=== Written task a ===
In the hair weave forum thread, write out the part between "## hairqueenny (Oct" and "with a closure!", inclusive, swapping "flexirods" for "rollers".

Your top weave tip: (any insights you want to share if you've successfully retained length with weaves in the past): no idea! I dont wear weaves often so im hoping for good results and to make this a more common thing ie weave/wig every winter 


Starting length: APL in the back, collarbone/APL on the sides, bangs at jaw


----------



## HairPleezeGrow (Oct 7, 2014)

Alright ladies here's my bko results...


----------



## Bun Mistress (Oct 7, 2014)

That looks amazing.


----------



## HairPleezeGrow (Oct 7, 2014)

Bun Mistress said:


> That looks amazing.



Thanks!


----------



## ImanAdero (Oct 7, 2014)

I have a bad habit of playing with my base braids and the thread lol. 
MU feel like I'm only going to make it  o 8 weeks. 

It's still easy, I'll probably co-wash Thursday... But I miss my real hair... Weaves are great! I love it... But right now I've realized I'm counting down the weeks lol. 

(I also want to wear my hair out for homecoming...)

Anywho, 5 weeks down... MAYBE 5 more to go lol. Definitely not 7 more to go lol.


----------



## Bun Mistress (Oct 8, 2014)

Ten weeks down, 18 days to go until take down and my scalp is free!


----------



## bluediamond0829 (Oct 8, 2014)

I got my sew-in done last Wednesday.  I won't be going back to the person that did it. I don't like in house salons and it was a distance.  My sew-in its okay but because they didn't use a net and my hair is soft and I sweat in it from working out I don't think it will last for a full two months. I'm now trying to get it cut shorter because I don't think they knew how to cut.  I really don't like long weaves and long hair if its not my own.(too much work).  I may just do a bob for my next sew-in because it was the easiest for me.


----------



## mzpurp (Oct 8, 2014)

Hey ladies!!

I will be getting my hair done tomorrow evening and I can't wait!!! 

So ready to put this hair away!!


----------



## hairqueenny (Oct 8, 2014)

Hey, I'm checking in! I know it has been a while but we are still going strong and holding up. I have been having problems with my leave out though. My hair is puffing up every chance it gets and not staying straight after being flat ironed. To avoid flat ironing every day, I alternate using flexirods and just putting my hair in a ponytail. Next install will be with a closure!


----------



## intellectualuva (Oct 8, 2014)

Sew-in installed. ONYC relaxed 14 inches. 
I love it. I'll try to post a photo later.


----------



## keranikki (Oct 8, 2014)

bluediamond0829 said:


> I got my sew-in done last Wednesday.  I won't be going back to the person that did it. I don't like in house salons and it was a distance.  My sew-in its okay but because they didn't use a net and my hair is soft and I sweat in it from working out I don't think it will last for a full two months. I'm now trying to get it cut shorter because I don't think they knew how to cut.  I really don't like long weaves and long hair if its not my own.(too much work).  I may just do a bob for my next sew-in because it was the easiest for me.

(Entries taken from a collection)

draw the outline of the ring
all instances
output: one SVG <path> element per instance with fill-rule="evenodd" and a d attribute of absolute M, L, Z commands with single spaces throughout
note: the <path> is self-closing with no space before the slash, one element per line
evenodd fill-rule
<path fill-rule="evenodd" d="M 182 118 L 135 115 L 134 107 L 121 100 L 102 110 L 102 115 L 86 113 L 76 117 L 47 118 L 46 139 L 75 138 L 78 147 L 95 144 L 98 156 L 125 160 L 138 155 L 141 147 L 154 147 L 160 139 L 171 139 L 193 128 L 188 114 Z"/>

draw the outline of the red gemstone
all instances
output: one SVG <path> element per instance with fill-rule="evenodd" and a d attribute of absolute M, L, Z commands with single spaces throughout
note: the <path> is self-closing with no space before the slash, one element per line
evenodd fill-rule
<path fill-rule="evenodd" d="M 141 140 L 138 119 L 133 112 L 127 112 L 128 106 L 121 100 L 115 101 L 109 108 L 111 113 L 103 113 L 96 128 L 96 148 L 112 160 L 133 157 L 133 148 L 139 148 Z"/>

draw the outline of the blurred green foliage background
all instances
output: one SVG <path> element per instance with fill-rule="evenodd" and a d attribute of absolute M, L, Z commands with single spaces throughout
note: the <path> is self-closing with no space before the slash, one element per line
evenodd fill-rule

=== Written task b ===
Reproduce all of the rows above, requests included, adding 115 to every coordinate in the answers.

=== Correct output a ===
## hairqueenny (Oct 8, 2014)

Hey, I'm checking in! I know it has been a while but we are still going strong and holding up. I have been having problems with my leave out though. My hair is puffing up every chance it gets and not staying straight after being flat ironed. To avoid flat ironing every day, I alternate using rollers and just putting my hair in a ponytail. Next install will be with a closure!

=== Correct output b ===
draw the outline of the ring
all instances
output: one SVG <path> element per instance with fill-rule="evenodd" and a d attribute of absolute M, L, Z commands with single spaces throughout
note: the <path> is self-closing with no space before the slash, one element per line
evenodd fill-rule
<path fill-rule="evenodd" d="M 297 233 L 250 230 L 249 222 L 236 215 L 217 225 L 217 230 L 201 228 L 191 232 L 162 233 L 161 254 L 190 253 L 193 262 L 210 259 L 213 271 L 240 275 L 253 270 L 256 262 L 269 262 L 275 254 L 286 254 L 308 243 L 303 229 Z"/>

draw the outline of the red gemstone
all instances
output: one SVG <path> element per instance with fill-rule="evenodd" and a d attribute of absolute M, L, Z commands with single spaces throughout
note: the <path> is self-closing with no space before the slash, one element per line
evenodd fill-rule
<path fill-rule="evenodd" d="M 256 255 L 253 234 L 248 227 L 242 227 L 243 221 L 236 215 L 230 216 L 224 223 L 226 228 L 218 228 L 211 243 L 211 263 L 227 275 L 248 272 L 248 263 L 254 263 Z"/>

draw the outline of the blurred green foliage background
all instances
output: one SVG <path> element per instance with fill-rule="evenodd" and a d attribute of absolute M, L, Z commands with single spaces throughout
note: the <path> is self-closing with no space before the slash, one element per line
evenodd fill-rule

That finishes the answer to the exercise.